Required work: Your task is to repeat the listing exactly.
□ □ □ □ □ □ □
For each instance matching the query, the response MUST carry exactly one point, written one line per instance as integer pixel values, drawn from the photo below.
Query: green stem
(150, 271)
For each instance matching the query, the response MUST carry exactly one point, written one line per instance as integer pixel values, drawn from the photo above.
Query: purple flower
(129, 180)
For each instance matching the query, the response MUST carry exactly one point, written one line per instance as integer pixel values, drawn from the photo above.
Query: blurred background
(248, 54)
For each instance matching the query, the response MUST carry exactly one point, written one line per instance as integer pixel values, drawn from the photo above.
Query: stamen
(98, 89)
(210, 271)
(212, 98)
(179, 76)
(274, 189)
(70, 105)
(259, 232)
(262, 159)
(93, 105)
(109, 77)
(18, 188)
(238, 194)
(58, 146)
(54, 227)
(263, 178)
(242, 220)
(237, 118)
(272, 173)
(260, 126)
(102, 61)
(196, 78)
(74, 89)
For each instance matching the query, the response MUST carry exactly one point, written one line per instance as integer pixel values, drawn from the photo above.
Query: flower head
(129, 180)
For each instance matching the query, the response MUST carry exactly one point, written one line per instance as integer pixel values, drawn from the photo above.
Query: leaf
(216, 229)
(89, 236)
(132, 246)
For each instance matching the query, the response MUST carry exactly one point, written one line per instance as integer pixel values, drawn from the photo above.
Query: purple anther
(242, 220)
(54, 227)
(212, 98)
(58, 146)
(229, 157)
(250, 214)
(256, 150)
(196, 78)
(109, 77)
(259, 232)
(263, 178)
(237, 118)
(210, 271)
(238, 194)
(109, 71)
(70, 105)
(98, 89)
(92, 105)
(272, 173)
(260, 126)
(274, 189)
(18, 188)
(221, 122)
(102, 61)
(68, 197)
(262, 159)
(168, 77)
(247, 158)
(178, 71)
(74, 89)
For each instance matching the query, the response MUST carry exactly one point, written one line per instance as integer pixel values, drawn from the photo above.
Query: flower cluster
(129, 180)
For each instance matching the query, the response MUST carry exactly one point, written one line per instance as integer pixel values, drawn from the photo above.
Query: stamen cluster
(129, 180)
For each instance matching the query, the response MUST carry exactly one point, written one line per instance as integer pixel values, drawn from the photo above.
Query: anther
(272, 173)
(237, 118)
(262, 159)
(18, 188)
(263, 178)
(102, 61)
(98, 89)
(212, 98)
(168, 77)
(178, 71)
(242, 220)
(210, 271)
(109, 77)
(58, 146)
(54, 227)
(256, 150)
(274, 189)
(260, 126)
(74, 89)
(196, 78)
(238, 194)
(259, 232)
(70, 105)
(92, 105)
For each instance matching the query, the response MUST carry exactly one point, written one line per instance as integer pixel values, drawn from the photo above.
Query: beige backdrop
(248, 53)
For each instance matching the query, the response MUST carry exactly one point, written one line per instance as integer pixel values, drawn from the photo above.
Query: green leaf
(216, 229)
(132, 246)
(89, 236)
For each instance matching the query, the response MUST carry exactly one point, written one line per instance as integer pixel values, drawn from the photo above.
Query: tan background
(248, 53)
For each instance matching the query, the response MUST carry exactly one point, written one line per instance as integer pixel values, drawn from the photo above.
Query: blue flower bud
□ □ □ □ □ □ □
Response for this exercise:
For each instance matching the query, the response MUST carry exactly one point, written one line per instance as integer pixel values, drawn from the photo below.
Query: green stem
(150, 271)
For each instance matching the query, the response MUST carry exactly one point, written one line per instance as integer pixel values, drawn from the photo above.
Query: purple flower
(129, 180)
For each instance matching the query, the response MUST carry exactly one point, written one line per instance as integer pixel values, drawn from the photo above.
Query: blurred background
(248, 54)
For each instance matching the query, the response MUST carry exactly one point, written one line per instance as integer pixel values, drawn from the photo above.
Query: stamen
(98, 89)
(210, 271)
(212, 98)
(179, 76)
(274, 189)
(70, 105)
(259, 232)
(262, 159)
(93, 105)
(109, 77)
(18, 188)
(238, 194)
(58, 146)
(54, 227)
(263, 178)
(242, 220)
(237, 118)
(272, 173)
(260, 126)
(102, 61)
(196, 78)
(74, 89)
For each instance matching the query, the response MUST carry exactly one point, written one line per instance as integer pixel values, drawn from the photo above.
Query: flower head
(129, 180)
For each instance matching the query, the response MUST carry exactly one point, written one line per instance as integer pixel values, drawn from the photo above.
Query: leaf
(216, 229)
(89, 236)
(132, 246)
For each instance matching the query, the response MUST carry exactly one point, written one line per instance as integer pixel values, drawn from the photo above.
Query: purple anther
(242, 220)
(54, 227)
(212, 98)
(58, 146)
(229, 157)
(250, 214)
(256, 150)
(196, 78)
(109, 77)
(259, 232)
(263, 178)
(237, 118)
(210, 271)
(238, 194)
(109, 71)
(70, 105)
(98, 89)
(92, 105)
(272, 173)
(260, 126)
(274, 189)
(18, 188)
(221, 122)
(102, 61)
(68, 197)
(262, 159)
(168, 77)
(247, 158)
(178, 71)
(74, 89)
For each instance matching the query, the response MUST carry exactly one point, written one line per instance as integer pixel values, drawn from the photo above.
Query: flower cluster
(129, 180)
For each instance matching the query, the response MUST carry exactly one point, written one line per instance as integer pixel values, drawn from the photo above.
Query: stamen cluster
(129, 180)
For each instance matching the query, the response MUST carry exactly one point, written one line per instance as integer pixel values, drawn from the photo above.
Query: anther
(272, 173)
(237, 118)
(262, 159)
(18, 188)
(263, 178)
(102, 61)
(98, 89)
(212, 98)
(168, 77)
(178, 71)
(242, 220)
(210, 271)
(109, 77)
(58, 146)
(54, 227)
(256, 150)
(274, 189)
(260, 126)
(74, 89)
(196, 78)
(238, 194)
(259, 232)
(70, 105)
(92, 105)
For each instance matching the query, the response MUST carry exactly one point, written one line per instance as integer pixel values, drawn from the photo above.
Query: beige backdrop
(248, 53)
For each instance matching the query, the response MUST carry exactly one point, written one line per instance as integer pixel values, drawn from the photo above.
Query: green leaf
(216, 229)
(132, 246)
(89, 236)
For each instance matching the query, the response MUST carry exactly one point, written one line per instance as integer pixel values, drawn from the photo above.
Query: tan background
(248, 53)
For each instance matching the query, the response MUST carry exactly one point, written one line per instance as integer pixel values, drawn from the photo above.
Query: blue flower bud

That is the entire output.